[GIVEN INFORMATION]:
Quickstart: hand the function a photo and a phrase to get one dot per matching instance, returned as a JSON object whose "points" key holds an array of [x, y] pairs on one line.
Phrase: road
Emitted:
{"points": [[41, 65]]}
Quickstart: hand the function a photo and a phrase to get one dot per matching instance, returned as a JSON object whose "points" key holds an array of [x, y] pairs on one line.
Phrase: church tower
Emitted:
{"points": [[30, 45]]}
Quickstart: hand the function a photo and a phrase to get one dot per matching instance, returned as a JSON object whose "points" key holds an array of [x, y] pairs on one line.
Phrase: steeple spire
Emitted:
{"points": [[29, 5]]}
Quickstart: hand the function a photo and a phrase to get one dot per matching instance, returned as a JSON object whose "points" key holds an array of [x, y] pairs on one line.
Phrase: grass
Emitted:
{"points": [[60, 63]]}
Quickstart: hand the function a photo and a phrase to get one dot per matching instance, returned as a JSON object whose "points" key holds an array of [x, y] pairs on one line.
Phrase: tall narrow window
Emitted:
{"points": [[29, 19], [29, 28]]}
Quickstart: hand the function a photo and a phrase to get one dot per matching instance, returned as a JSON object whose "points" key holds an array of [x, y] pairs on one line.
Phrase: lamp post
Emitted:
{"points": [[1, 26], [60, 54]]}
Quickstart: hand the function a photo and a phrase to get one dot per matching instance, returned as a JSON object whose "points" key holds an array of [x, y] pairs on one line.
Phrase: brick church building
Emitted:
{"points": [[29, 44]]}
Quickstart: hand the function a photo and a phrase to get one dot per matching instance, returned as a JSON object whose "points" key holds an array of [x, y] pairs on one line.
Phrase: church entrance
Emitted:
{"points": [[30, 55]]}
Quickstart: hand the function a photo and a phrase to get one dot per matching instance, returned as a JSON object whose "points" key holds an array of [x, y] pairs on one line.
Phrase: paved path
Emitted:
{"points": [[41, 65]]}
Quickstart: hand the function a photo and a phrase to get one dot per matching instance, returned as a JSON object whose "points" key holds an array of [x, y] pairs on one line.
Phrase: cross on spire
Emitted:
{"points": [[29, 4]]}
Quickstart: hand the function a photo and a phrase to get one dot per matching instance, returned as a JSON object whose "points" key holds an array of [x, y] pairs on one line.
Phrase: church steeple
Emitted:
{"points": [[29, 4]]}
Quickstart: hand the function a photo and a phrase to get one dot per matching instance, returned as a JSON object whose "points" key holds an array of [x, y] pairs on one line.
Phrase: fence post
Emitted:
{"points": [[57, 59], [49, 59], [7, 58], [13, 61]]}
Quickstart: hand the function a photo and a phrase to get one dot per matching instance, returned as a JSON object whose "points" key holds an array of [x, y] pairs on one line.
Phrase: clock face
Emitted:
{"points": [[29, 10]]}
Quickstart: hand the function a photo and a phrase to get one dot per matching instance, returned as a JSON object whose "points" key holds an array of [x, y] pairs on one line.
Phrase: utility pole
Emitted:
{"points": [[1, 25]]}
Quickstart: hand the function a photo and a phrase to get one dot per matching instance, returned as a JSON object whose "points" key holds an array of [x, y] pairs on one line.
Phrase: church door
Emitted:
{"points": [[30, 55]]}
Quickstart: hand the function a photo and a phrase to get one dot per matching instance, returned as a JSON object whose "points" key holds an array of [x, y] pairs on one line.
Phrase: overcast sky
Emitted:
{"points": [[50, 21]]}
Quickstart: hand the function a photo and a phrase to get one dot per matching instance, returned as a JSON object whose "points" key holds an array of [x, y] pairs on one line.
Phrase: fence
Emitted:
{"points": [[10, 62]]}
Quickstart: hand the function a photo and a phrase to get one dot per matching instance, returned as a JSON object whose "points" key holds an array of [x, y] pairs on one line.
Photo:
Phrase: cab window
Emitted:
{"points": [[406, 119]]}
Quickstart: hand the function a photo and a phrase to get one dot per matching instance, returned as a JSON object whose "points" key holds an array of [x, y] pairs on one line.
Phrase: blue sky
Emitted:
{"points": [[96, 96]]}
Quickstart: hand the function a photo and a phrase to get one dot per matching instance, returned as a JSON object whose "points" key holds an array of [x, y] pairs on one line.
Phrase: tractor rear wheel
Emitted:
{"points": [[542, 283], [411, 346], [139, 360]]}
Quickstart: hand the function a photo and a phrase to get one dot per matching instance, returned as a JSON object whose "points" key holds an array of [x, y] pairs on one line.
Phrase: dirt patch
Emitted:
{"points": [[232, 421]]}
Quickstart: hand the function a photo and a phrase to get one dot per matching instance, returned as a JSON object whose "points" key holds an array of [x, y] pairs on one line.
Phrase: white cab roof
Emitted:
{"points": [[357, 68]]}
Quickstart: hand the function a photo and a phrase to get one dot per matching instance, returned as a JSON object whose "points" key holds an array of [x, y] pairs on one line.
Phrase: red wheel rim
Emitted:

[WORK TO BE COMPLETED]: Repeat the records above exactly, from the first line to the last.

[FINAL ANSWER]:
Quickstart: hand the function a photo and a phrase to get one dot per matching instance, returned as a JSON object whose "points" key holds an array of [x, y] pairs on one line.
Phrase: road
Emitted:
{"points": [[41, 65]]}
Quickstart: hand the function a photo and a phrase to get one dot per matching instance, returned as a JSON object whose "points" key holds an array of [x, y] pairs on one line.
Phrase: church tower
Emitted:
{"points": [[30, 45]]}
Quickstart: hand the function a photo and a phrase to get one dot per matching instance, returned as a JSON object whose "points" key holds an array of [x, y] pairs on one line.
Phrase: steeple spire
Emitted:
{"points": [[29, 5]]}
Quickstart: hand the function a photo and a phrase to get one dot per matching instance, returned as a JSON object whose "points" key holds an array of [x, y] pairs on one line.
Phrase: grass
Emitted:
{"points": [[60, 63]]}
Quickstart: hand the function a photo and a phrase to get one dot per matching instance, returned as a JSON object whose "points" key holds an array of [x, y] pairs on one line.
Phrase: tall narrow window
Emitted:
{"points": [[29, 19], [29, 28]]}
Quickstart: hand the function a photo and a phrase to get one dot per matching instance, returned as a JSON object whose "points" key holds an array of [x, y] pairs on one line.
Phrase: lamp post
Emitted:
{"points": [[1, 26], [60, 54]]}
Quickstart: hand the function a photo and a phrase to get one dot per matching instance, returned as a JSON object whose "points" key holds an array of [x, y] pairs on one line.
Phrase: brick church building
Emitted:
{"points": [[29, 44]]}
Quickstart: hand the function a photo and a phrase to get one dot per matching instance, returned as a JSON object whose "points" key holds an array of [x, y] pairs on one line.
Phrase: church entrance
Emitted:
{"points": [[30, 55]]}
Quickstart: hand the function a photo and a phrase to get one dot per matching instance, returned as a JSON object whose "points" key holds an array of [x, y] pairs on one line.
Phrase: paved path
Emitted:
{"points": [[41, 65]]}
Quickstart: hand the function a photo and a phrase to get one dot per matching instance, returned as a JSON object whose "points" key holds an array of [x, y] pairs on one line.
Phrase: cross on spire
Emitted:
{"points": [[29, 4]]}
Quickstart: hand the function a photo and a phrase to get one dot per matching instance, returned as a JSON object whose "points" key holds an array of [x, y] pairs on one line.
Phrase: church steeple
Emitted:
{"points": [[29, 4]]}
Quickstart: hand the function a photo and a phrase to get one dot per matching instance, returned as a JSON object whose "points" key holds an array of [x, y] pairs on one line.
Phrase: fence post
Emitted:
{"points": [[57, 59], [49, 59], [7, 58], [13, 61]]}
Quickstart: hand the function a photo and a phrase to get one dot per matching instance, returned as a JSON object whose "points" key holds an array of [x, y] pairs on one line.
Phrase: clock face
Emitted:
{"points": [[29, 10]]}
Quickstart: hand the function a photo and a phrase to get one dot per matching instance, returned as a JSON object whose "points" key holds an array of [x, y] pairs on one line.
Phrase: utility pole
Emitted:
{"points": [[1, 25]]}
Quickstart: hand the function a photo and a phrase to get one dot per matching instance, returned as a JSON object whose "points" key holds an array of [x, y] pairs on one line.
Phrase: church door
Emitted:
{"points": [[30, 55]]}
Quickstart: hand the function a photo and a phrase to get one dot per matching instance, returned as a JSON object whose "points" key holds an array of [x, y] pairs on one line.
Phrase: overcast sky
Emitted:
{"points": [[50, 21]]}
Quickstart: hand the function a photo and a phrase to get one dot per matching instance, returned as a JSON object whose "points" key holds an array of [x, y] pairs on one line.
Phrase: fence
Emitted:
{"points": [[10, 62]]}
Quickstart: hand the function a photo and a phrase to get one dot per matching instance, returned as a JSON object whose "points" key holds an array of [x, y] pairs on one line.
Photo:
Phrase: cab window
Emitted:
{"points": [[406, 119]]}
Quickstart: hand the function a photo and a phrase to get one dot per matching instance, returned as a JSON object whose "points" key holds an array of [x, y] pairs on one line.
Phrase: blue sky
Emitted:
{"points": [[96, 96]]}
Quickstart: hand the function a photo and a phrase to get one dot per matching instance, returned as a JSON object whose "points" key holds an array of [x, y] pairs on one line.
Phrase: tractor rear wheel
Emitted:
{"points": [[542, 283], [411, 346], [139, 360]]}
Quickstart: hand the function a photo and a phrase to get one dot per matching instance, returned as a JSON object whose "points" key holds an array of [x, y] pairs on one line.
Phrase: dirt patch
Emitted:
{"points": [[232, 421]]}
Quickstart: hand the function a photo and a phrase to get one dot per matching instance, returned as a JSON object whose "points" key holds an array of [x, y] pairs on one line.
Phrase: white cab roof
Emitted:
{"points": [[357, 68]]}
Quickstart: hand the function a photo and a phrase to get one dot per matching instance, returned as a JSON object whose "points" key holds an array of [x, y] pairs on one line.
Phrase: red wheel rim
Emitted:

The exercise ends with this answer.